Print out each record below, unaltered and complete, without its images.
Begin Excerpted records
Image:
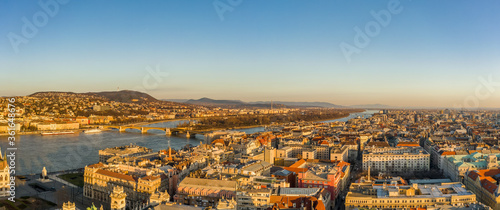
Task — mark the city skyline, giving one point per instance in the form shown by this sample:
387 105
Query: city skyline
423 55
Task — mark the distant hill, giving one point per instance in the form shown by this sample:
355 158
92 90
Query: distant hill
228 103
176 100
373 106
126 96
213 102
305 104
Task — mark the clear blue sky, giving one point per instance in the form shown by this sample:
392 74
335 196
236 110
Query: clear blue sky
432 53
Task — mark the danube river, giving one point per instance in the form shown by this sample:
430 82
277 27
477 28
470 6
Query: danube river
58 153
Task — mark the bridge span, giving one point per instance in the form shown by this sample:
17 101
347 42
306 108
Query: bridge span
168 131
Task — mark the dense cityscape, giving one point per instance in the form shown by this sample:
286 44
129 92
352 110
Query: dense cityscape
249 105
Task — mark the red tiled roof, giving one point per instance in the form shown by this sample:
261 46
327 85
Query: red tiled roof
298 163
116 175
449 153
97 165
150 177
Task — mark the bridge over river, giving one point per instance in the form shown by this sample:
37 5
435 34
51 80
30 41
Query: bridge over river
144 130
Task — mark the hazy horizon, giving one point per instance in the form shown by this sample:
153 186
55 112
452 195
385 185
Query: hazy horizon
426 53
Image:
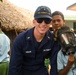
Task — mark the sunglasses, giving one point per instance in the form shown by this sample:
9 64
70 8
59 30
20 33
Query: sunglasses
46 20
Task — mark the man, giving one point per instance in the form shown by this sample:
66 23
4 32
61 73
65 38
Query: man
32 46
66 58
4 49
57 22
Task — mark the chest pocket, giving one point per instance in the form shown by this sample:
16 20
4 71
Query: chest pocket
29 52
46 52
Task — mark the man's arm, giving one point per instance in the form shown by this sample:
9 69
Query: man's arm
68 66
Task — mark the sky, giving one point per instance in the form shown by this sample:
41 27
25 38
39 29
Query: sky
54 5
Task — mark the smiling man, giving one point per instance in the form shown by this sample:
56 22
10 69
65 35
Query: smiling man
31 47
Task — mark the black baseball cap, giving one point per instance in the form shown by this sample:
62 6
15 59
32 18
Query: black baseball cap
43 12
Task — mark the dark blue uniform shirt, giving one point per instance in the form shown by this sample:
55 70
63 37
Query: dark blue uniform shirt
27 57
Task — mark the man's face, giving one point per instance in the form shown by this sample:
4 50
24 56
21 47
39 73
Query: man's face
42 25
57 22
End Excerpted records
_Completed exercise:_
Image:
Task — mark the city skyline, giving one point per instance in the form shown by this sample:
387 105
Query: city skyline
423 55
Task — mark the distant hill, giving one point per instance in the form shown by this sample:
355 158
92 90
Query: distant hill
228 103
176 100
373 106
126 96
213 102
305 104
Task — mark the clear blue sky, giving one point per instance in the form shown by this sample:
392 74
335 196
236 110
Query: clear blue sky
432 53
Task — mark the danube river, giving one point per instance in the form shown by this sample:
430 82
277 27
477 28
470 6
Query: danube river
58 153
Task — mark the bridge span, giving one point per instance in the form shown by this sample:
17 101
347 42
306 108
Query: bridge span
168 131
Task — mark the dense cityscape, giving one point per instance in the form shown by this sample:
286 44
129 92
352 110
Query: dense cityscape
249 105
Task — mark the red tiled roof, giving one point per instance in the form shown by this sample:
261 46
327 85
Query: red tiled roof
298 163
116 175
449 153
97 165
150 177
Task — mark the bridge over river, giving one point per instance in the form shown by this sample:
37 5
435 34
51 80
30 41
Query: bridge over river
144 130
Task — mark the hazy horizon, giving one point per instance in the form shown by this sample:
153 186
55 112
452 195
385 185
Query: hazy horizon
426 53
Image:
Task — mark the sunglasses, giving one point per instance in the form shown by this sample:
9 64
70 8
59 30
20 33
Query: sunglasses
46 20
Task — mark the man, giving one point per instance in the form shown by this sample:
66 23
4 32
61 73
65 38
Query: man
32 46
66 58
4 49
57 22
Task — mark the chest pocket, giving one point per instance in the form shown by this sample:
16 20
4 71
Query: chest pocket
29 52
46 52
Task — mark the man's arm, giving one point per instance in the form shown by this sample:
9 69
Query: man's arm
68 66
Task — mark the sky, giving one point per instance in the form shown by this sample:
41 27
25 38
39 29
Query: sky
54 5
Task — mark the smiling man, giving one point per instance in the form shown by this sample:
56 22
10 69
65 35
Query: smiling man
31 47
Task — mark the black baseball cap, giving one point per instance in the form shown by this sample:
62 6
15 59
32 18
Query: black baseball cap
43 12
Task — mark the dark blue uniform shirt, giving one point per instance in the form shown by this sample:
55 70
63 37
Query: dark blue uniform shirt
27 57
Task — mark the man's face, giving one point per instance in the form shown by this sample:
4 50
24 56
21 47
39 73
Query: man's face
42 25
57 22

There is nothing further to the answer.